→ **Written problem A**
Answer each question using the passage on the 1619 arrival.
(i) What was Fort Monroe known as at the time of the landing?
(ii) About how many native Angolans landed there?
(iii) From which kingdom did these people come?
→ **Written problem B**
From the passage on the 1619 arrival, reproduce word for word the stretch from "Four hundred years" through "English North America.".
→ **Written problem C**
According to the passage on the 1619 arrival, why does the nation turn its attention to Hampton, Virginia, four hundred years later? Answer in one to three sentences.

Four hundred years ago, the first Africans arrived on the shores of Hampton Roads after being torn away from their homeland.

HAMPTON, Va. — A deeply powerful and often overlooked American story began in 1619.

Four-hundred years later, the nation turns its attention to Hampton, Virginia in commemoration of the first Africans to arrive in English North America.

About 20 of the native Angolans, ripped from their homeland, landed at Fort Monroe in Hampton, known then as Point Comfort.

"These were folks from the Ndongo Kingdom... a very powerful kingdom. Those were the people who were attacked. Those were the people who were enslaved. Those were the people who were eventually brought to the Virginia Colony, " said Dr. Cassandra Newby-Alexander, the Dean of the College of Liberal Arts at Norfolk State University.

→ **Material provided**
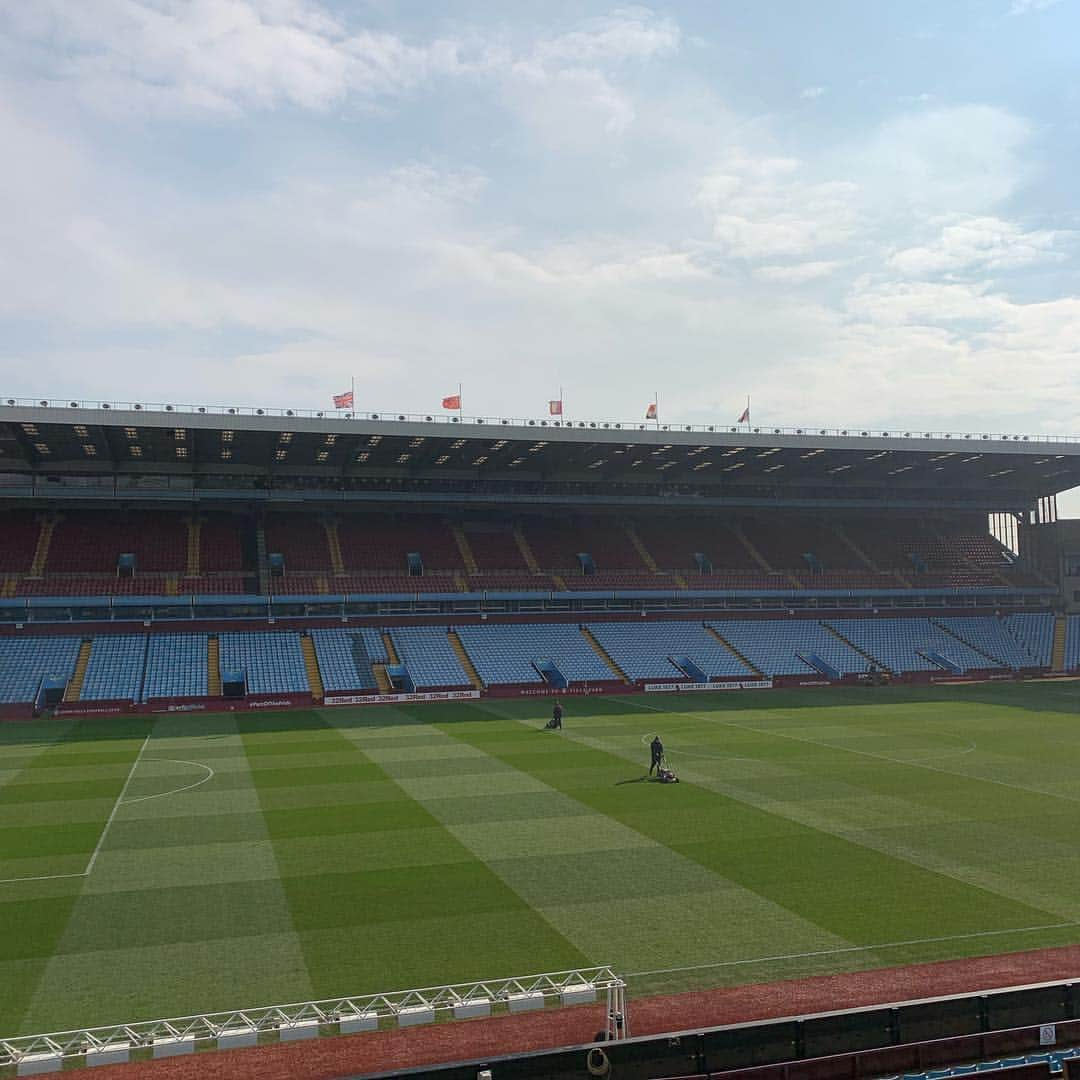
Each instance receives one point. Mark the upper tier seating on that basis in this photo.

→ **Expected answer A**
(i) Point Comfort
(ii) About 20
(iii) The Ndongo Kingdom

→ **Expected answer B**
Four hundred years ago, the first Africans arrived on the shores of Hampton Roads after being torn away from their homeland.

HAMPTON, Va. — A deeply powerful and often overlooked American story began in 1619.

Four-hundred years later, the nation turns its attention to Hampton, Virginia in commemoration of the first Africans to arrive in English North America.

→ **Expected answer C**
The nation turns its attention to Hampton to commemorate the first Africans to arrive in English North America. About 20 native Angolans landed at Fort Monroe in Hampton, then known as Point Comfort, in 1619.